### DATA IN THIS EXERCISE

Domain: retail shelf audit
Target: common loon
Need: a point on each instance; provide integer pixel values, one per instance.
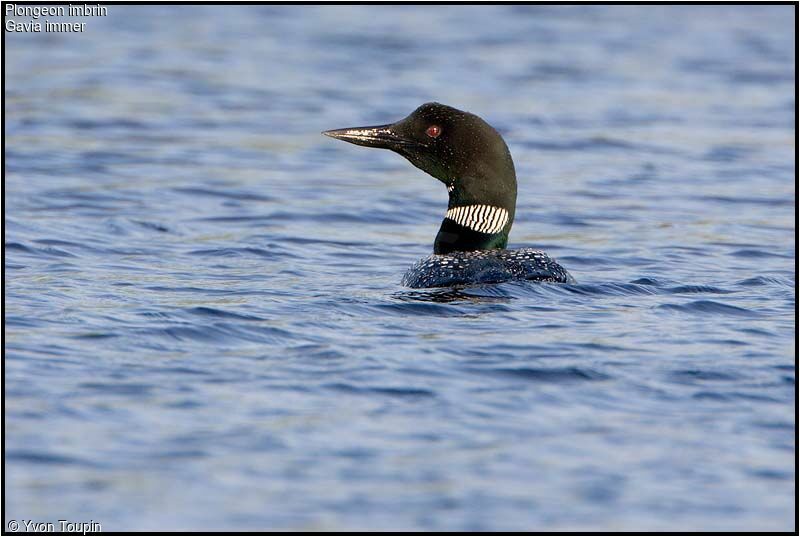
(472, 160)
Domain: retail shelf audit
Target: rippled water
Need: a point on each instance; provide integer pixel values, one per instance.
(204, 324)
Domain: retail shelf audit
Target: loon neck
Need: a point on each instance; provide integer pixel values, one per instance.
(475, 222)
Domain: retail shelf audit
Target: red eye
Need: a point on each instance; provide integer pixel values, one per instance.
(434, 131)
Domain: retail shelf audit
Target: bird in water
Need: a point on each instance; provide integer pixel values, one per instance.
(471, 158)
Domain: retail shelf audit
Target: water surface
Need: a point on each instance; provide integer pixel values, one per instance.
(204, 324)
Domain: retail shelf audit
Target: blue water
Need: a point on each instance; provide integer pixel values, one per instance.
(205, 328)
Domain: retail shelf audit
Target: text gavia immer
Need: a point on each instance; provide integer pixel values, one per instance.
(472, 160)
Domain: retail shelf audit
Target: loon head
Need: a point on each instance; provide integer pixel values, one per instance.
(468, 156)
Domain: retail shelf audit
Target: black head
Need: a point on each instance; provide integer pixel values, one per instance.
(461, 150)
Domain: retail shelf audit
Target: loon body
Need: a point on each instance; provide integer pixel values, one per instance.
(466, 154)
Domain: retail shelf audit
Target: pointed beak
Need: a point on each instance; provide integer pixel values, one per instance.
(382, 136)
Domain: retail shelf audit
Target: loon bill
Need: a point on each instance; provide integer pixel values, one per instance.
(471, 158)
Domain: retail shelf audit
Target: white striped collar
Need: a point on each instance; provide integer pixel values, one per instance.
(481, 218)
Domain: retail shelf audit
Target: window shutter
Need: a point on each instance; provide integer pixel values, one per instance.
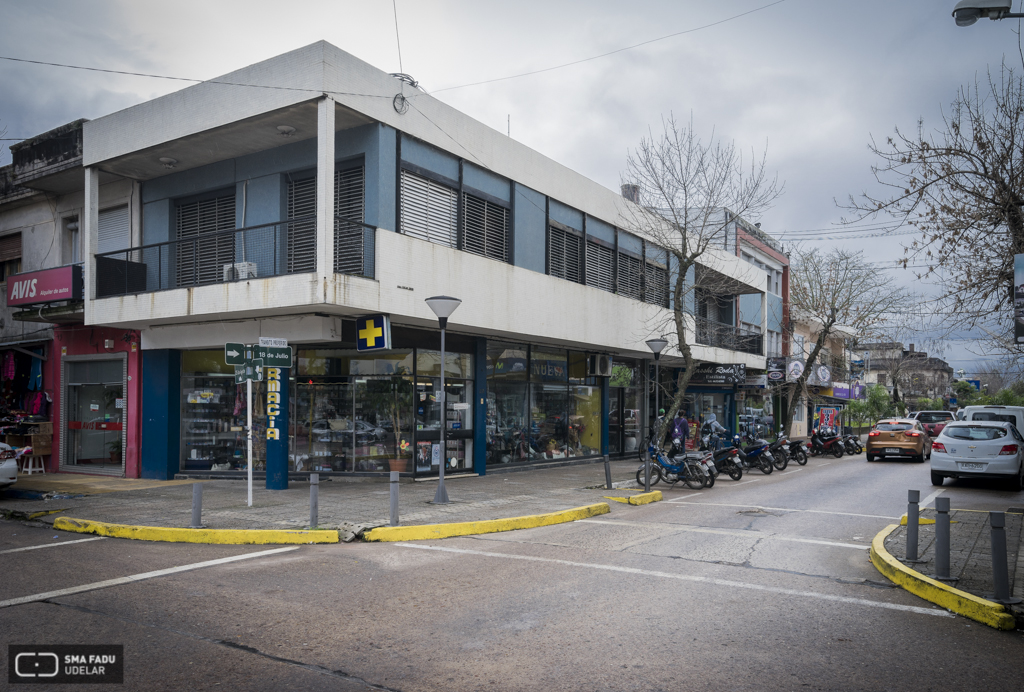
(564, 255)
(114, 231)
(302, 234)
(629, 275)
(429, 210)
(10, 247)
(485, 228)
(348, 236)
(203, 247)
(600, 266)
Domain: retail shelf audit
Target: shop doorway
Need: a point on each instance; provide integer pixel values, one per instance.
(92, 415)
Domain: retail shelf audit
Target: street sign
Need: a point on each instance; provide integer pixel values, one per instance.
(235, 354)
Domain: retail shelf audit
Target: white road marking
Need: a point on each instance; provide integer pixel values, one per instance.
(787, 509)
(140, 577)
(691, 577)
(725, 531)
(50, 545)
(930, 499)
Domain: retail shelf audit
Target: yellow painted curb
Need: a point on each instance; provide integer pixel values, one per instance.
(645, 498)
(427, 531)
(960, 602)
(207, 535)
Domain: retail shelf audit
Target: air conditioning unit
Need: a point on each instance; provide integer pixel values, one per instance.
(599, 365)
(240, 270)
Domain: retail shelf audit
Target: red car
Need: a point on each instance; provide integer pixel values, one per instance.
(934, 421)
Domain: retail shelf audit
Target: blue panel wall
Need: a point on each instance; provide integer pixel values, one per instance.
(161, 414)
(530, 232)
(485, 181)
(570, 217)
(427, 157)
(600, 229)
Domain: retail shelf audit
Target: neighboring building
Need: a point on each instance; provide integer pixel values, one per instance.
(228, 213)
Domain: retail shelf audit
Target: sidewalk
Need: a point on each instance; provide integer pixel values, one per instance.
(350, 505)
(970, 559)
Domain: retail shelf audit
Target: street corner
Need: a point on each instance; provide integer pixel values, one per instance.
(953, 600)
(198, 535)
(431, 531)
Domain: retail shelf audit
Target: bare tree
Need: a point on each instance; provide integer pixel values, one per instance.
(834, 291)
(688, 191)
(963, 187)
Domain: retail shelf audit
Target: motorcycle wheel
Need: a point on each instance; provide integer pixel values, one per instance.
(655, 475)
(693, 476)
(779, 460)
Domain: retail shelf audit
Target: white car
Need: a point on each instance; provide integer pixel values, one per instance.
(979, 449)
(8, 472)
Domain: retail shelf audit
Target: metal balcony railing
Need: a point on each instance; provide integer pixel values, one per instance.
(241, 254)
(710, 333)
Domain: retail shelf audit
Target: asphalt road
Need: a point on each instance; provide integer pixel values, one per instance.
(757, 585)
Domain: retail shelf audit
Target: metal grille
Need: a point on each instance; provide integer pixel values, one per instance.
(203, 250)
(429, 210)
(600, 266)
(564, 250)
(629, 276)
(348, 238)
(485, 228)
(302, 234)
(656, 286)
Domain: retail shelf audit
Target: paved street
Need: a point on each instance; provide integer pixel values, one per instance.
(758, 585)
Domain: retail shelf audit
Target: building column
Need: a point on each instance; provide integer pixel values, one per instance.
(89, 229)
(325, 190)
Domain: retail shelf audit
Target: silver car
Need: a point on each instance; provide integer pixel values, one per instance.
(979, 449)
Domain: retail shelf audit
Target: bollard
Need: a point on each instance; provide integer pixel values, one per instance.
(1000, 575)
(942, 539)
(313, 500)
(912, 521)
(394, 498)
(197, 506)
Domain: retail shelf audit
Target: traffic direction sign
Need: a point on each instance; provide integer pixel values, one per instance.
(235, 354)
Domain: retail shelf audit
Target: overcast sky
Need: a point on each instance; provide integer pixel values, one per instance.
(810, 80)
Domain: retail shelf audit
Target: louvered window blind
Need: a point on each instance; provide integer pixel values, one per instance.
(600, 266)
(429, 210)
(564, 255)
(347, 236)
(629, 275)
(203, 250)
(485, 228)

### GIVEN PROBLEM
Find every line in the listing that contains the word "window" and copy each one. Treat uppercase and lowercase as different.

### ANSWER FOR THE TASK
Target: window shutter
Target: louvered window blind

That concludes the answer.